* WHAT YOU WILL DO
Pull out every line of the rows below word for word, omitting the pictures.

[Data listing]
+-------+

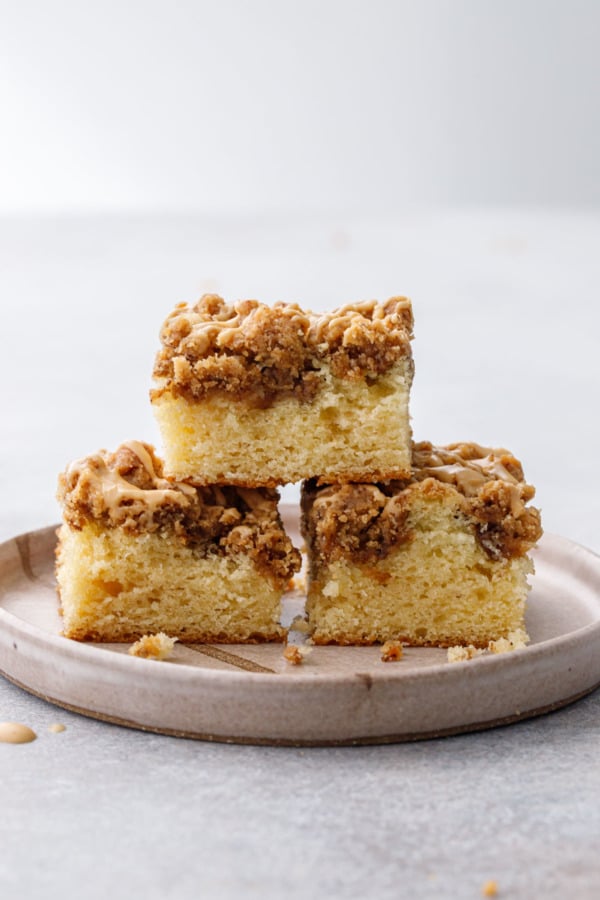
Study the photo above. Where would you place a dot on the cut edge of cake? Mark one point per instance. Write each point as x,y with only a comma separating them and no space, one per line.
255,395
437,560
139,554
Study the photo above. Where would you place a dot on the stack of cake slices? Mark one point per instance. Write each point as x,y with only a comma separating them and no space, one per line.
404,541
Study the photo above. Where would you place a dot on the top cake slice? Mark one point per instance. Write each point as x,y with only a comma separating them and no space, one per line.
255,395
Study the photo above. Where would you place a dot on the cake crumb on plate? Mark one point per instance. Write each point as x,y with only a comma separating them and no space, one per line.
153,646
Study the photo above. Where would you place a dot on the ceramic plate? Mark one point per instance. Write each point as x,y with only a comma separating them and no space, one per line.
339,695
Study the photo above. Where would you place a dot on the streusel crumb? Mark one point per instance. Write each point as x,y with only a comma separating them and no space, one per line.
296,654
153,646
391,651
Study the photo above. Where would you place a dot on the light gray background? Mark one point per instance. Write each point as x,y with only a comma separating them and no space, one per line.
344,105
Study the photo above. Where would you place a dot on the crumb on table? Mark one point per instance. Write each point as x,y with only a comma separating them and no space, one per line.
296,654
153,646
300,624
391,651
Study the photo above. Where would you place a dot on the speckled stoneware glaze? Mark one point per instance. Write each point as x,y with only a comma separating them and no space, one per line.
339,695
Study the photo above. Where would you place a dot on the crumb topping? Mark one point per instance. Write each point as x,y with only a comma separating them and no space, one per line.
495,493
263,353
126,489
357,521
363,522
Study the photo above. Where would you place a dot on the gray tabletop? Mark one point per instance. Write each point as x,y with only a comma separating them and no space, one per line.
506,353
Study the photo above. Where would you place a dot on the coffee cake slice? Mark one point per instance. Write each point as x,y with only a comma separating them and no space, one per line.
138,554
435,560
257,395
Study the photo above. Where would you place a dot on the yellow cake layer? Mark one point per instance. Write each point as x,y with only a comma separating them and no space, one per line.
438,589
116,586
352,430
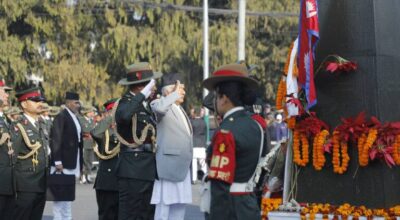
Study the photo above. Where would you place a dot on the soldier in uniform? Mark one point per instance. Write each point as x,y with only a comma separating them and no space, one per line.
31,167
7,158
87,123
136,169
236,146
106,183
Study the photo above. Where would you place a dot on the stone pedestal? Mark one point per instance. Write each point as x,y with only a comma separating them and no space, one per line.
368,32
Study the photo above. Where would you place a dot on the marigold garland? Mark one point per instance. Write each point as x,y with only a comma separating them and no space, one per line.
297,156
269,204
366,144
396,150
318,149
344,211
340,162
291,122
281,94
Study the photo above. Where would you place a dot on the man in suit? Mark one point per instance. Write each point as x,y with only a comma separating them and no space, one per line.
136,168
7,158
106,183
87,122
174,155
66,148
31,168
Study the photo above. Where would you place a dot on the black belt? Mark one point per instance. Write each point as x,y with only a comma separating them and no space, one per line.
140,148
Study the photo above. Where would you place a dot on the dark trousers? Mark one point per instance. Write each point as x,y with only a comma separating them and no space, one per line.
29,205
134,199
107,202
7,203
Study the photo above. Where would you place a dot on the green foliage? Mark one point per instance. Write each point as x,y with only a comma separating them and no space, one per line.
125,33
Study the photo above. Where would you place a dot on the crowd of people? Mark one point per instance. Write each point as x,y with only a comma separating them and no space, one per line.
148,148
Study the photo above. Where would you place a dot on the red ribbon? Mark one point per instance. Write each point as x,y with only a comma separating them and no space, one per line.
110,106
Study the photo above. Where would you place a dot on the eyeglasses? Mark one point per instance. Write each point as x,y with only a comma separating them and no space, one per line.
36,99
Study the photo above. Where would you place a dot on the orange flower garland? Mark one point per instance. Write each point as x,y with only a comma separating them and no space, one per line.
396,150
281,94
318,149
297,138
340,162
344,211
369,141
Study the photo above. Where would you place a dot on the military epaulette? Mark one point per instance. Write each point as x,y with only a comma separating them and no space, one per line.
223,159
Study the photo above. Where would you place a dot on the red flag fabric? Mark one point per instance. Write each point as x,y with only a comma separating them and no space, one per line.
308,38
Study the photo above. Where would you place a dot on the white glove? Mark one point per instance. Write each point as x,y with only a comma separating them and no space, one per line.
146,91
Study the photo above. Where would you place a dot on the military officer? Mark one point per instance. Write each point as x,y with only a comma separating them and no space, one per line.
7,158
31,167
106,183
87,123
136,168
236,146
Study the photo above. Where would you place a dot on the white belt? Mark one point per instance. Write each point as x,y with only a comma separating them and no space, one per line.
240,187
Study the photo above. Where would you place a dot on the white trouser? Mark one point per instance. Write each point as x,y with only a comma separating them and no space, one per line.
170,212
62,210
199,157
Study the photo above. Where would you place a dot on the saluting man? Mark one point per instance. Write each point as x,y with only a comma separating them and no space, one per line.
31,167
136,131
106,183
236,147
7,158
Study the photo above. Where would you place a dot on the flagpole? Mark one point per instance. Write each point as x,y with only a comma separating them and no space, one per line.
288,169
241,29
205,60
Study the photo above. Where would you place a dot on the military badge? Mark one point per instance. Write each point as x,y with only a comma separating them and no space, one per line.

+-------+

* PROBLEM SOLUTION
Study the photo above. Where would you place a dot on the cut edge of cake? Mark one point per instance. Write each point as x,y with only a comma separating them and no space, one per line.
255,395
437,560
139,554
Study the photo above. Where would you place a dot on the stack of cake slices? Mark one point per instance. Write each point as x,y with only a comma separating them and no space, one per line.
404,541
Study the photo above. Where would you place a dot on the top cake slice? Mark one point per instance. Write each point as x,y with only a comma separating them and no space, one per line.
255,395
Study the photo above. Where would you place a dot on the cake crumb on plate? Mark one point per instance. Write each point as x,y with only a comma separating them and no space, one per line.
153,646
Study the photo above. Where would you place a dot on the ceramic plate? Mark one point per instance. Write each point as x,y with only a comma separating them and no space, one per line.
339,695
Study the photo above. Where would you place a dot on the streusel crumb? Mark one point per instance. Write each point as x,y with only a comma separating them and no space, one per line.
296,654
153,646
391,651
Study the photo above. Where would you place a dot on the light gray background? Mark one point per instance. Write each point as x,y with only a comma separating them and no space, one per line.
344,105
Study the photo above. Where would you place a dot on the crumb on table? Mark one point per instance. Write each point as x,y with only a comma separating them and no space, one per line.
296,654
153,646
300,624
391,651
Study the photo above. Where would you place a dot on the speckled stoneware glaze? Mark one point per instance. Write each point as x,y with only a comma separating them and no space, one per line.
339,695
Study the photo above. Where would you place a dot on the crumb topping? Mark one point per instance. Write each point as x,y with only a comma separating them and no space, one per line.
495,493
263,353
126,489
357,521
363,522
Study the photo above. Where would you place a dot on the gray tabletop? Mark one point per instance. Write each point as x,y with only a comma separating them and no space, one per line.
506,353
Study the photo above. Where would you place a dot on the coffee cake slice? Mark one point per instance. Write each point as x,y with only a comma separating them and no space, one per line.
138,554
435,560
257,395
Study the photo above. Where would you place a dot on the yellow cake layer? Mark one point per instance. Write each point as x,y with only a comma separating them and no space, one per line.
438,589
116,586
352,430
Study the photo above. Where would you place a dot on the soldier in uniform? Mark one point per instance. Write each point as x,y with only a comma separating them and no space, one per line.
31,167
7,158
87,123
136,169
236,146
106,183
Study the photo above. Where would you place a dot on the stone pedestal? Mark one point per instance. Write each point as x,y with only a comma separating them and no space, one per line.
368,32
Study the photo above. Where would you place a dot on the marigold garland? Mark one point per instance. Write each point as x,y with only a comma separating them and no space, one per line.
297,156
269,204
366,144
396,150
318,149
344,211
340,162
291,122
281,94
Study the photo above. Where would you place a dot on the man in suit? Mark one point per instance. Write each point as x,y with only a comma separating them and no space, one per line.
136,168
7,158
106,183
87,122
174,155
66,148
31,168
Study the photo above. Where would you place a dot on the black belt? Mark one point per instance. Write each point as x,y with only a comma separating them and no space, one per line.
140,148
Study the photo above. Where would you place a dot on the dark trousers? Mark one point per instance. Write each point as x,y with only a comma separating them and no space, one per line.
29,205
134,199
107,202
7,203
Study the photo above. Where would you place a dot on the green foliage? Mark one point per instance. Write each point as x,y with only a comma separating them and no space, one per line.
125,33
Study the photo above. Where would you place a dot on the crowd of people? Mark one point per instance. Write each point as x,y with only a comma separating them and no space, one per line.
148,148
Study the photo above. Where would you place a dot on the red ribbon? Mark one point per instance. Write each point as x,y with only a comma separating them and no space, one per line.
110,106
Study the photo above. Where would you place a dot on the eyeglasses? Mark one point per instance. Write each point as x,y with only a comma separating them and no space, one per line.
36,99
Study the photo above. Where would you place a dot on the orange flower garland? Mark one point per instance. Write each point as x,y with only a comma separating them and no space, one per line.
396,150
281,94
318,149
297,138
340,162
344,211
369,141
Study the photo above. Where would you place a dot on the military epaulette? Mark one point per instance. Write each point as x,y with only a comma separating them and no space, one per line.
223,159
Study the photo above. Where would you place a dot on the red flag fabric? Mark one point per instance. Write each point as x,y with only a comma separating them and no space, one per line.
308,38
Study the photo above. Where would you place a dot on the white glove? Mark one point per instance. Write each point as x,y with only a comma separating them and no space, one per line.
146,91
Study the photo above. Where would you place a dot on the military officer? Mark one point per instance. Write each point as x,y with only a comma separating them and no space, one per line.
7,158
31,167
106,183
87,123
136,168
236,146
Study the photo above. Where would you place a dot on the white belt? Mark one point per instance. Write each point as x,y with only a comma separating them and no space, one per line.
240,187
Study the photo above. Where would you place a dot on the white trouser? Mark one point per instance. Write each point as x,y with only a comma separating them and no space, one per line.
170,212
62,210
199,157
Study the photo above. Where would you place a dot on the saluting man? Mark one point per instance. Write each point as x,y with only a comma separating them and no space, one per line.
31,167
136,131
106,183
236,147
7,158
Study the photo above. Where would you place a dot on the flagpole? Mark one point per instance. Write each point as x,y with only a comma separating them and no space, one per line.
288,169
241,29
205,60
Study the photo above. Where would you place a dot on the military badge? Mark one point per instance. Write each point as x,y with only a comma separating them and no space, one per line.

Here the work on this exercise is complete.